__Task instructions__: Repeat exactly, and only, the lines from the one containing "Target: white church building" through the end of the records.

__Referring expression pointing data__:
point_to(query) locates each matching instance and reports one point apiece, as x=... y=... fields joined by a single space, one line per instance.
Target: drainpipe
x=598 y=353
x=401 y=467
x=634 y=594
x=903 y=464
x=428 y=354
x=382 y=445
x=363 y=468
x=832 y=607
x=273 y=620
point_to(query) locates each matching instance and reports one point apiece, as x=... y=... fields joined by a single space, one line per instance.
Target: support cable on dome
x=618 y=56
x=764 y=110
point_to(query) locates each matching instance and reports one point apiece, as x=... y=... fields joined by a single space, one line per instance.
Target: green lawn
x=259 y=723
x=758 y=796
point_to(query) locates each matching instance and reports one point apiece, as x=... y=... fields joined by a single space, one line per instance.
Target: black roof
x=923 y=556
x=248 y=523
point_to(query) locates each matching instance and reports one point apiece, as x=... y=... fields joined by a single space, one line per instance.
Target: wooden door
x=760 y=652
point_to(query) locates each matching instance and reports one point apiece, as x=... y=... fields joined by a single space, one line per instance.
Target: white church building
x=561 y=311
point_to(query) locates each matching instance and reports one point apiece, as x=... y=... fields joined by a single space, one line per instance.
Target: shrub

__Exercise result__:
Target: white church building
x=561 y=311
point_to(query) locates each matching instance and reports one point apiece, as x=... y=... fields joined by a single space, one line per instance.
Target: shrub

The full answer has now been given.